### [PROBLEM REQUIREMENTS]
Copy out each line of the listing below that contains the word "wooden".
··· DATA TO EXAMINE ···
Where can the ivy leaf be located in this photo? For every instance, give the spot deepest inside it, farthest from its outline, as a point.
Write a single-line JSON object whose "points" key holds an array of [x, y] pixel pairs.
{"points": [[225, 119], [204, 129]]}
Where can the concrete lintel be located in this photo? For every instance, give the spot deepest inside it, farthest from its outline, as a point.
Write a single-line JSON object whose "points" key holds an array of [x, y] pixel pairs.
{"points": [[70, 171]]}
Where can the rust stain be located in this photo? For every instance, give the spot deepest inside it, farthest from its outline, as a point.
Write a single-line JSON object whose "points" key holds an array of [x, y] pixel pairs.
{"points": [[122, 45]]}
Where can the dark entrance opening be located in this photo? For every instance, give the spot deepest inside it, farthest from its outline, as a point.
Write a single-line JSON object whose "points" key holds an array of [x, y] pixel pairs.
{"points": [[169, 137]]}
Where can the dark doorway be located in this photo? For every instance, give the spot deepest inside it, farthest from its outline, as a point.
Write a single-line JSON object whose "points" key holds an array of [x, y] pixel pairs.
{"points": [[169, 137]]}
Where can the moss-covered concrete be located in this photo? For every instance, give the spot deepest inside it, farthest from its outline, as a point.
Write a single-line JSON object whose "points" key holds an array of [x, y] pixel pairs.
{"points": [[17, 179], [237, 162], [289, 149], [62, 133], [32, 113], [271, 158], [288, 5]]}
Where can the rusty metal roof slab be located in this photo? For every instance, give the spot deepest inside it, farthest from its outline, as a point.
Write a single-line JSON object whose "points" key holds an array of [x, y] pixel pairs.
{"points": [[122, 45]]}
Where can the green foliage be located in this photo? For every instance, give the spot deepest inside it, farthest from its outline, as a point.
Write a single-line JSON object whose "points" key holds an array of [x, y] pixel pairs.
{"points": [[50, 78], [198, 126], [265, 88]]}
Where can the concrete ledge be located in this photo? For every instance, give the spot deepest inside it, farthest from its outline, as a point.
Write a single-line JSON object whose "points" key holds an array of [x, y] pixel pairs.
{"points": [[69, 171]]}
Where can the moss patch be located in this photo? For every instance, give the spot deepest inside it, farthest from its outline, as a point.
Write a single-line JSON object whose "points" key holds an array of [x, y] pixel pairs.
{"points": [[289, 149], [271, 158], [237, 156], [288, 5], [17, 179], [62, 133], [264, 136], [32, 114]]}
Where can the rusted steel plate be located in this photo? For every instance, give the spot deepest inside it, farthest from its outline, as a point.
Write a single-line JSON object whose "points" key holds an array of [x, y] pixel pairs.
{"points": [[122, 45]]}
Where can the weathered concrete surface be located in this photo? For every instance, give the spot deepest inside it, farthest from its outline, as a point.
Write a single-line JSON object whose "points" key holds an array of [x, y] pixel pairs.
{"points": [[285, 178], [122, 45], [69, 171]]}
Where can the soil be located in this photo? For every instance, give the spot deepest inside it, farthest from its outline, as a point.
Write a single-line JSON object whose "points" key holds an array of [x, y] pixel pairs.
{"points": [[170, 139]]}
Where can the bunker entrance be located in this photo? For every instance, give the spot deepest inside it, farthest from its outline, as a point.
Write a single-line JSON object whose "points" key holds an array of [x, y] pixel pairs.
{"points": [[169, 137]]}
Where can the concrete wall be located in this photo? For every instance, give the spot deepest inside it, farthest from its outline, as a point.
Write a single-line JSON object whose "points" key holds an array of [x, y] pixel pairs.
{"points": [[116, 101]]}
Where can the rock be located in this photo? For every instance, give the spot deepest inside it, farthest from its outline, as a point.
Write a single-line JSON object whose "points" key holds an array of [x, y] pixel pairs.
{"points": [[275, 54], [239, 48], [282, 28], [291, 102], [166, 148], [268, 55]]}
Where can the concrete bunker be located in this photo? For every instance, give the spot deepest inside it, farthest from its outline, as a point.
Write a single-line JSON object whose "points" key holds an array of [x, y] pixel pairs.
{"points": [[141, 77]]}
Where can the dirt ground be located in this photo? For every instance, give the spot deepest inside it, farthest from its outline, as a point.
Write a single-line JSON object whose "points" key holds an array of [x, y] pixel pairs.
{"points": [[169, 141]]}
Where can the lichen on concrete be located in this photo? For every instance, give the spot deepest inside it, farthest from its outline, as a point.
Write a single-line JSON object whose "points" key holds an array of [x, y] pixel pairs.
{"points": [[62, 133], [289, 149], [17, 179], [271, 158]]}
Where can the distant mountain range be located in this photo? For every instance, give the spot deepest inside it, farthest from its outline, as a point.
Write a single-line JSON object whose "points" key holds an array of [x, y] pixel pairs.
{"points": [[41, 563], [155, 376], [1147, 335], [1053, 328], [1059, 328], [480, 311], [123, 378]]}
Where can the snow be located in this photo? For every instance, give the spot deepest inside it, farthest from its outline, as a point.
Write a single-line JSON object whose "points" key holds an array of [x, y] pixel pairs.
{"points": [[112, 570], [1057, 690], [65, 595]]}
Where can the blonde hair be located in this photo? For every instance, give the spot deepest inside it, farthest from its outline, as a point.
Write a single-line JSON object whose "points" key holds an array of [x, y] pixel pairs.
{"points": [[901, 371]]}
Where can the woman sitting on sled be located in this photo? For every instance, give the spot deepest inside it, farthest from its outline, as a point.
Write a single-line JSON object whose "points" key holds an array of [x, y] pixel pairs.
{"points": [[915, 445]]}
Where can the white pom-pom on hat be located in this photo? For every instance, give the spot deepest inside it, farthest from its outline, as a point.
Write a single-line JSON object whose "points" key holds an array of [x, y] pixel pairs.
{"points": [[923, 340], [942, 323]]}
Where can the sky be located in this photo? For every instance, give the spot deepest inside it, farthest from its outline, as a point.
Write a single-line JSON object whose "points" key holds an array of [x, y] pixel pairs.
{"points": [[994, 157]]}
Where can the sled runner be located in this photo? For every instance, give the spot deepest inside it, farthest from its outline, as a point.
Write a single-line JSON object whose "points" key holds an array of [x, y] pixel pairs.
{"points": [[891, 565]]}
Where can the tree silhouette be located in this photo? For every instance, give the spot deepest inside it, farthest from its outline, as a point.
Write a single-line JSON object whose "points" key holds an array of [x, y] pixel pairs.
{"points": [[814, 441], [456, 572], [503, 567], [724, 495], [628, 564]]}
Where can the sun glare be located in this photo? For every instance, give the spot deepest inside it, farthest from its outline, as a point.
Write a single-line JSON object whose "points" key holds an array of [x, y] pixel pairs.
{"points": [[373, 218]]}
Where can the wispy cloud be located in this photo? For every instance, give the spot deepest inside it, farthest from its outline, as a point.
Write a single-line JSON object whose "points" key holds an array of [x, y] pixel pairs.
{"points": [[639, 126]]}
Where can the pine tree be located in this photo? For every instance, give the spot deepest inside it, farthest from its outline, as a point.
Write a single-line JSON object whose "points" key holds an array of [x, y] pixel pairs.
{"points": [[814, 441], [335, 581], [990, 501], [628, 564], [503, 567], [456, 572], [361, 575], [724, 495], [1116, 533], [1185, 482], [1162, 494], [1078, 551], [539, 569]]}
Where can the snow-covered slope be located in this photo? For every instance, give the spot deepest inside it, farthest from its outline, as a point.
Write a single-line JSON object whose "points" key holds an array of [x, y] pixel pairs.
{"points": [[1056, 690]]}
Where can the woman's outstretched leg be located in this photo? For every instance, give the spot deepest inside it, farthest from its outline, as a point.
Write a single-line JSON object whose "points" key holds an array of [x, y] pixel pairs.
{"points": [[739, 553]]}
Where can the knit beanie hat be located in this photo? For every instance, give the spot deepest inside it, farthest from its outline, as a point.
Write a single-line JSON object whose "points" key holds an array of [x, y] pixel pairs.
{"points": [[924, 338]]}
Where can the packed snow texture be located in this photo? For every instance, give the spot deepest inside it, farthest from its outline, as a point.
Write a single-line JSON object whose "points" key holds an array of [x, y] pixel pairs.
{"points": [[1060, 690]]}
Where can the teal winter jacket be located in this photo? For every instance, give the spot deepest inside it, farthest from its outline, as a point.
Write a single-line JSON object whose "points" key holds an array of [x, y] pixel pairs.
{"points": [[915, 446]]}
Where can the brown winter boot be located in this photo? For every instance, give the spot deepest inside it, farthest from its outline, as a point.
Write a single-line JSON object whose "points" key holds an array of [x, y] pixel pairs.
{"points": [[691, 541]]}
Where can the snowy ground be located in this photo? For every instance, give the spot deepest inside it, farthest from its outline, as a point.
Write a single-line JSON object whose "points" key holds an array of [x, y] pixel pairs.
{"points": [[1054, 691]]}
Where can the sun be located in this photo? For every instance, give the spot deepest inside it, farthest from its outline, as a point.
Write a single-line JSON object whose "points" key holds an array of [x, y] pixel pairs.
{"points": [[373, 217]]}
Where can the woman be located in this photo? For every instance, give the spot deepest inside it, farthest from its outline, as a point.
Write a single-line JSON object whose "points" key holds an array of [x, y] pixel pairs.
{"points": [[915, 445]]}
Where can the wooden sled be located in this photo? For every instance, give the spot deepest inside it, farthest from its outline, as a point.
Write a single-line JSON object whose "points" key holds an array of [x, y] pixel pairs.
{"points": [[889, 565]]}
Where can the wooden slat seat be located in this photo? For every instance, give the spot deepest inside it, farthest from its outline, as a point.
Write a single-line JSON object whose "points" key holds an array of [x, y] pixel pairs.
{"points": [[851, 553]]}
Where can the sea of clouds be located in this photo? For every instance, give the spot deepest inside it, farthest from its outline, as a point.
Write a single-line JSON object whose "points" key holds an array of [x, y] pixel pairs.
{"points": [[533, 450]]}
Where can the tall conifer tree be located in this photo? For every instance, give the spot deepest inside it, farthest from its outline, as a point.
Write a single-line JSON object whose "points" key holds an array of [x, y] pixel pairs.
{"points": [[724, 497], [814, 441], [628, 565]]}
···
### [OUTPUT FOR THIS TASK]
Where can the wooden sled be located in this photo? For every instance, give the spot deepest inside it, farthest from its outline, as a point.
Where can the wooden slat seat be located in this photo? For every instance, give the spot deepest inside it, farthest from its outline, as a point.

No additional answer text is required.